══ Records for the task ══

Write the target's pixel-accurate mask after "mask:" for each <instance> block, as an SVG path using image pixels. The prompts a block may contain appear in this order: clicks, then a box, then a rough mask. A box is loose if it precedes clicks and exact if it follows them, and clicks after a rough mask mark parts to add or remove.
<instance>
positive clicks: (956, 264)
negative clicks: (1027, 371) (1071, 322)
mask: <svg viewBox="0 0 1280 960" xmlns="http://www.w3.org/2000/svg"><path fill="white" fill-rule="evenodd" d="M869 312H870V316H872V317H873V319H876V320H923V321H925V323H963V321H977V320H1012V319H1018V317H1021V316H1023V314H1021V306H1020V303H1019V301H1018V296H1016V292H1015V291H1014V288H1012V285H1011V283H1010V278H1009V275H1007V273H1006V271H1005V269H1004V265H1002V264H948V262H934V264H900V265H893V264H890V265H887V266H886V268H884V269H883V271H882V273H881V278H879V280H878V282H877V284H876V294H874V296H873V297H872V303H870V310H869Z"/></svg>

═══

Copy only the entries from the first line to the line with "positive clicks: (956, 264)", each exactly as it appears.

Write the target's pixel-accurate mask after "mask:" for each <instance> block, as an SVG path using image pixels. The prompts a block may contain appear in this order: clicks, then a box, then a rough mask. A box is loose if it precedes clicks and exact if it follows them, and clicks after a rough mask mark parts to add or remove.
<instance>
positive clicks: (956, 264)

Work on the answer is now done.